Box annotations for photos
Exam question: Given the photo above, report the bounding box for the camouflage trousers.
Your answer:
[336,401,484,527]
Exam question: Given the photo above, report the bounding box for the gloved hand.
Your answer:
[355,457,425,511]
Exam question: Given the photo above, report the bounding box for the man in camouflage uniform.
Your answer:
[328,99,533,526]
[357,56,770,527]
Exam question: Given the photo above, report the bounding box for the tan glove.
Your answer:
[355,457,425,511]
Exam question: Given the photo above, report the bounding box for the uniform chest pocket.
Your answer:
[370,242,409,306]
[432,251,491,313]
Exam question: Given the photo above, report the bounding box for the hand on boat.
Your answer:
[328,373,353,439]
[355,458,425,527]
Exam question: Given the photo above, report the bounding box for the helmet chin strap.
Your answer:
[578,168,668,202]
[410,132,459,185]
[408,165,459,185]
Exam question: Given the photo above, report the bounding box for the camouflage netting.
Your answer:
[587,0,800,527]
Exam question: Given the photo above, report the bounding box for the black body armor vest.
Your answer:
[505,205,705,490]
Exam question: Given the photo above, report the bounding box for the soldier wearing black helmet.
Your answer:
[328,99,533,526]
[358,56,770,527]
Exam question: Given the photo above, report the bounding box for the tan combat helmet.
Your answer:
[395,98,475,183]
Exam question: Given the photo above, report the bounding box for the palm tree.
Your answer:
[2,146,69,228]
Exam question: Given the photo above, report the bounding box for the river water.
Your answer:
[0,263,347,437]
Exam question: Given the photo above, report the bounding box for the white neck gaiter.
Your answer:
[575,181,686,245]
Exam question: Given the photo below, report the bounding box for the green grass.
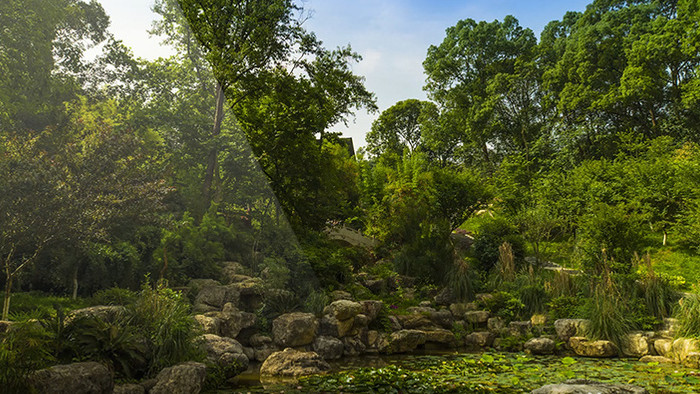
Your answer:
[2,291,89,320]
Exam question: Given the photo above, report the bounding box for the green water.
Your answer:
[213,353,700,393]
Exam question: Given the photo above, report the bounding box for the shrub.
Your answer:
[676,293,700,338]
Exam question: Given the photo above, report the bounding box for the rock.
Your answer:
[423,328,457,345]
[65,305,126,325]
[449,302,478,319]
[530,313,549,326]
[29,361,114,394]
[396,313,434,330]
[313,336,344,360]
[260,348,331,377]
[523,337,556,354]
[486,317,506,333]
[532,379,649,394]
[683,352,700,369]
[323,300,362,320]
[342,337,367,357]
[464,331,496,348]
[569,337,618,357]
[508,320,532,337]
[272,312,318,347]
[654,338,673,357]
[380,330,426,353]
[639,356,673,364]
[194,315,221,335]
[330,290,353,301]
[666,338,699,364]
[464,311,489,324]
[148,361,207,394]
[204,302,256,338]
[360,300,384,322]
[433,287,455,306]
[112,383,146,394]
[621,332,649,358]
[203,334,250,377]
[554,319,589,342]
[221,261,250,284]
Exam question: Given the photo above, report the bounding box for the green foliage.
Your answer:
[675,293,700,338]
[0,321,53,393]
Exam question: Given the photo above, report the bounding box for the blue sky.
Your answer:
[100,0,592,146]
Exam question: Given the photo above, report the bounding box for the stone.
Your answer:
[29,361,114,394]
[666,338,700,364]
[554,319,590,342]
[508,320,532,337]
[112,383,146,394]
[323,300,363,320]
[148,361,207,394]
[532,379,649,394]
[621,332,649,358]
[65,305,126,325]
[202,334,250,377]
[523,337,556,354]
[654,338,673,357]
[204,302,257,338]
[464,331,496,348]
[360,300,384,322]
[423,328,457,345]
[486,317,506,333]
[380,330,426,353]
[342,337,367,357]
[639,356,673,364]
[260,348,331,377]
[313,336,344,360]
[569,337,618,358]
[272,312,318,347]
[464,311,489,324]
[396,313,434,330]
[194,315,221,335]
[530,313,549,326]
[449,302,478,319]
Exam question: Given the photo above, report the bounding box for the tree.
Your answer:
[366,99,438,157]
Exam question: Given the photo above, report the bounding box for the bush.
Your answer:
[472,218,525,271]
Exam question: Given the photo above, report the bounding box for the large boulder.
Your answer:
[323,300,363,320]
[29,362,114,394]
[272,312,318,347]
[554,319,590,342]
[569,337,618,358]
[380,330,427,353]
[523,337,556,354]
[313,336,344,360]
[202,334,250,377]
[532,379,649,394]
[148,361,207,394]
[260,348,331,377]
[621,332,649,358]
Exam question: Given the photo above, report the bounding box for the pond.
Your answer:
[212,352,700,393]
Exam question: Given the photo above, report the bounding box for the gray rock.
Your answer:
[260,348,331,377]
[148,361,207,394]
[272,312,318,347]
[313,336,344,360]
[523,337,556,354]
[112,383,146,394]
[569,337,618,358]
[380,330,426,353]
[29,362,114,394]
[554,319,590,342]
[532,379,649,394]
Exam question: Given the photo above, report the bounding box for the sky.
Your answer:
[100,0,592,147]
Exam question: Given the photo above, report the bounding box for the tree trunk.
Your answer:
[1,270,12,320]
[201,82,224,215]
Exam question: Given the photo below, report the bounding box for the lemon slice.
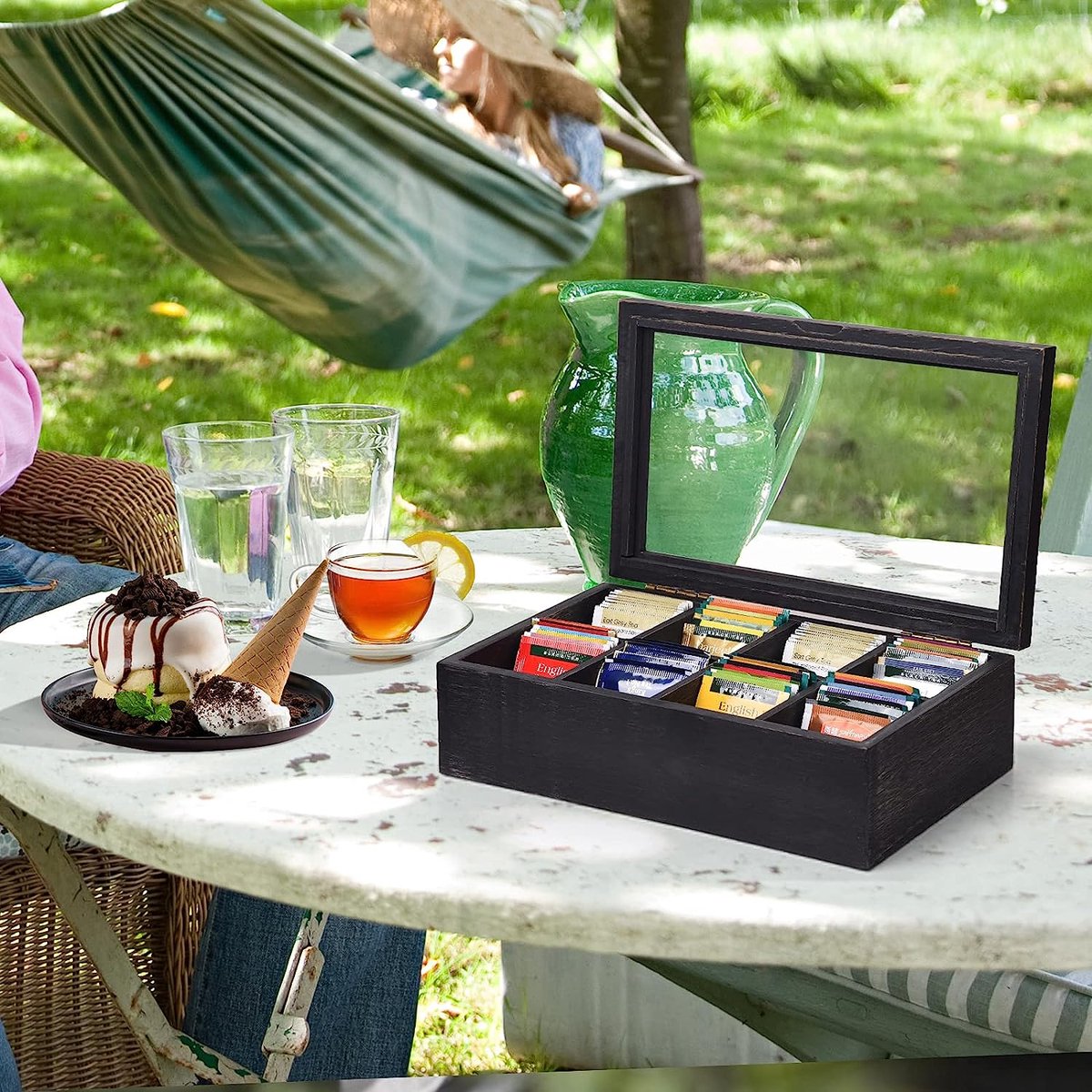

▸ Problem details
Will you reproduce every line of the data above verbatim, omitting the images?

▸ Task solution
Exam question: Given the photo above, report the bounding box for the camouflage trousers.
Your answer:
[336,401,484,527]
Exam question: Given the photo above, report the bounding box for the gloved hand.
Your answer:
[355,457,425,511]
Exam question: Given the photo above, report the bounding box for the man in camouflage uniform.
Your answer:
[328,99,533,526]
[357,56,770,527]
Exam question: Given the photo above, report the bounding box for the tan glove.
Your answer:
[355,457,425,511]
Exam question: Given the photo above, report the bounding box for the uniform chest pocket.
Your answer:
[370,242,409,306]
[432,251,491,313]
Exam question: Given the photo above, report the bounding box for the hand on boat.
Your answer:
[328,373,353,439]
[355,458,425,527]
Exam question: Given the photo above, report the bounding box for the helmet chin strap.
Your answer:
[578,168,668,202]
[410,132,459,185]
[408,165,459,185]
Exam question: Given the photo above, report the bounding box for the camouflage netting.
Your answer:
[587,0,800,527]
Exam question: Given the photo above, report the bounding box for the black body armor vest.
Your answer:
[505,205,705,490]
Exam question: Given the photo above, report the bounding box for the soldier wearing black helmet.
Your answer:
[328,99,533,526]
[358,56,770,527]
Exam question: Given the photo above, report the bounding box for the tan combat helmet.
Your answer:
[395,98,475,183]
Exam question: Given the photo above, report the bounding box for the palm tree.
Your answer:
[2,146,69,228]
Exam question: Given the photo above, report the bounding box for the river water.
Your answer:
[0,263,347,437]
Exam question: Given the photo above, report the bounding box for the white neck gaiter.
Your answer:
[575,181,686,245]
Exam question: Given the photo below, report the bounding box for the green grass.
Your answer:
[2,291,89,320]
Exam question: Given the photo above, report the bounding box for the green water.
Your answer:
[213,353,700,393]
Exam question: Given the photo above, report the bounding box for the shrub.
Your answer:
[676,293,700,338]
Exam question: Given the photo above, report the bounding box for the rock.
Your answer:
[423,328,457,345]
[65,305,126,325]
[449,302,478,319]
[530,313,549,326]
[29,361,114,394]
[396,313,434,330]
[313,336,344,360]
[260,348,331,377]
[523,337,556,354]
[486,317,506,333]
[532,379,649,394]
[683,352,700,369]
[323,300,362,320]
[342,337,367,357]
[464,331,496,348]
[569,337,618,357]
[508,320,532,337]
[272,312,318,347]
[654,338,673,357]
[380,330,426,353]
[639,356,673,364]
[194,315,221,335]
[330,290,353,301]
[666,338,699,364]
[464,311,489,324]
[148,361,207,394]
[204,302,256,338]
[360,300,384,322]
[433,287,455,306]
[112,383,146,394]
[621,332,649,358]
[203,334,250,377]
[554,319,589,342]
[221,261,250,284]
Exam question: Given the photo above, report the bounding box for the green foliage.
Your answer:
[675,293,700,338]
[0,321,53,393]
Exam question: Given the photo above, report the bounding box for the blue sky.
Your answer:
[100,0,592,146]
Exam question: Given the photo above, report the bounding box for the stone.
Your answer:
[29,361,114,394]
[666,338,700,364]
[554,319,590,342]
[508,320,532,337]
[112,383,146,394]
[323,300,363,320]
[148,361,207,394]
[532,379,649,394]
[621,332,649,358]
[65,305,126,325]
[202,334,250,377]
[523,337,556,354]
[654,338,673,357]
[204,302,257,338]
[464,331,496,348]
[360,300,384,322]
[423,328,457,345]
[486,317,506,333]
[380,330,426,353]
[342,337,367,357]
[639,356,673,364]
[260,348,331,377]
[313,336,344,360]
[569,337,618,358]
[272,312,318,347]
[464,311,489,324]
[396,313,434,330]
[194,315,221,335]
[530,313,549,326]
[449,302,478,319]
Exam question: Given the photo above, report the bounding box for the tree.
Your answer:
[366,99,438,157]
Exam question: Given the photo above, report the bounding box for the bush.
Your answer:
[472,218,525,271]
Exam question: Given the photo above, report the bounding box for the large boulder.
Your answer:
[323,300,363,320]
[29,362,114,394]
[272,312,318,347]
[554,319,590,342]
[569,337,618,358]
[380,330,427,353]
[523,337,556,354]
[313,336,344,360]
[202,334,250,377]
[532,379,649,394]
[148,361,207,394]
[260,348,331,377]
[621,332,649,358]
Exam question: Given the photo above, report the bounding box for the pond.
Your answer:
[212,352,700,393]
Exam question: Given the photo above, report the bounding box for the gray rock.
Your answer:
[260,348,331,377]
[148,361,207,394]
[272,312,318,347]
[313,336,344,360]
[523,337,556,354]
[112,383,146,394]
[569,337,618,358]
[380,330,426,353]
[29,362,114,394]
[554,319,590,342]
[532,379,649,394]
Exam question: Given the photo above, report the bounding box for the sky.
Your answer:
[100,0,592,147]
Exam question: Given the photo above, report the bounding box for the tree trunk.
Your answer:
[1,270,12,320]
[201,82,224,215]
Exam question: Given the photo below, report the bounding box for the lemon slice.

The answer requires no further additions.